[GIVEN TEXT]:
----------

= Zhuo Wei =

Chinese entertainment journalist

Han Bingjiang (韩炳江: born September 23, 1971, Tianjin), better known by his pen name Zhuo Wei (卓伟), is a Chinese entertainment journalist. He is often referred to as "China's No.1 Paparazzo."

== Biography ==

=== Early life ===
Zhuo was born into a working-class family in Tianjin and aspired to become a journalist from an early age. He initially studied metallurgy at a technical secondary school and, after graduation, worked as a secretary at the Tianjin Steel Plant (now Tianjin Iron & Steel Group Co., Ltd.). Because of his interest in film, in 1995, he took a job at a movie theatre, only to find out it was more of an attendant rather than a publicist, but he still worked there for five years. He subsequently obtained a bachelor’s degree in Chinese language and literature through China’s higher self-study examination system.

=== Daily News period (2000–2002) ===
In January 2000, Zhuo joined the newly established entertainment news department of Daily News in Tianjin, beginning his career as a film reporter. Within six months, his report on a proposed land redevelopment project involving Changchun Film Studio drew legal threats against the newspaper, although the studio had in fact engaged in extensive land sales from the late 1990s through the early 2010s. The newspaper backed Zhuo and allowed him to continue reporting under a different pen name.

----------

[RECORDS SHOWN]:
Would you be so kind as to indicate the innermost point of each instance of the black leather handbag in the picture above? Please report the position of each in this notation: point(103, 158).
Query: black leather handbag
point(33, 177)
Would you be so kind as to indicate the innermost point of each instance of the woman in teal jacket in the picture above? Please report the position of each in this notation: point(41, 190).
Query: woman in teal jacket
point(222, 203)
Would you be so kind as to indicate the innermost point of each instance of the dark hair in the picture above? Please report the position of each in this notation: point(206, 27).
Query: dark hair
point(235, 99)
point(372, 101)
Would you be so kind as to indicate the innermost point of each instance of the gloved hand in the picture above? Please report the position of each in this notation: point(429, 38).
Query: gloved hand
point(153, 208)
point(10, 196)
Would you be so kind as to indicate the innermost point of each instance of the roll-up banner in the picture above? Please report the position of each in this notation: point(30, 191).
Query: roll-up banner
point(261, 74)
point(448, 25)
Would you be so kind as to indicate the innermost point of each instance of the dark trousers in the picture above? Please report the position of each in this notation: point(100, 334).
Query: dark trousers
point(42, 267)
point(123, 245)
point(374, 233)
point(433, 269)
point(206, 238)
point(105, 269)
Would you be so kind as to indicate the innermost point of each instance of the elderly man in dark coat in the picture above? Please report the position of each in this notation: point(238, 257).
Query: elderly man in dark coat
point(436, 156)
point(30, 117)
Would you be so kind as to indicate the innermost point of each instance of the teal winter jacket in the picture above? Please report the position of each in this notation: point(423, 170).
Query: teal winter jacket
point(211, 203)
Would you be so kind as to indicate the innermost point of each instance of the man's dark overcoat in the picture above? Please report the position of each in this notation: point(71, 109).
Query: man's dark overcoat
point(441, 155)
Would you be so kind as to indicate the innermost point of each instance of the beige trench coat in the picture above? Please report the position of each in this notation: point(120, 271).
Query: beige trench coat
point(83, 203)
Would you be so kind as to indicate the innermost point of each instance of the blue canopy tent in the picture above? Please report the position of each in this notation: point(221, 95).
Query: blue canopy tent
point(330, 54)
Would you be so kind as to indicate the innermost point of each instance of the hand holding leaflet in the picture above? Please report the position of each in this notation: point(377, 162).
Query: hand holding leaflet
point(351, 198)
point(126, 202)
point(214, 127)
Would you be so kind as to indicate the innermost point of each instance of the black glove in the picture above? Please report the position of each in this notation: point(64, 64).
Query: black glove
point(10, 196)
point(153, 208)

----------

[PROMPT 1]:
Using the biography of Zhuo Wei, list every job he held, along with the employer where the biography gives one.
[PROMPT 2]:
Quote the biography word for word, everything from "Han Bingjiang (韩炳江: born" down to "self-study examination system.".
The data above comes from a different source than the biography.

[OUTPUT 1]:
- Secretary at the Tianjin Steel Plant (now Tianjin Iron & Steel Group Co., Ltd.)
- A job at a movie theatre, which was more of an attendant than a publicist
- Film reporter in the entertainment news department of Daily News in Tianjin

[OUTPUT 2]:
Han Bingjiang (韩炳江: born September 23, 1971, Tianjin), better known by his pen name Zhuo Wei (卓伟), is a Chinese entertainment journalist. He is often referred to as "China's No.1 Paparazzo."

== Biography ==

=== Early life ===
Zhuo was born into a working-class family in Tianjin and aspired to become a journalist from an early age. He initially studied metallurgy at a technical secondary school and, after graduation, worked as a secretary at the Tianjin Steel Plant (now Tianjin Iron & Steel Group Co., Ltd.). Because of his interest in film, in 1995, he took a job at a movie theatre, only to find out it was more of an attendant rather than a publicist, but he still worked there for five years. He subsequently obtained a bachelor’s degree in Chinese language and literature through China’s higher self-study examination system.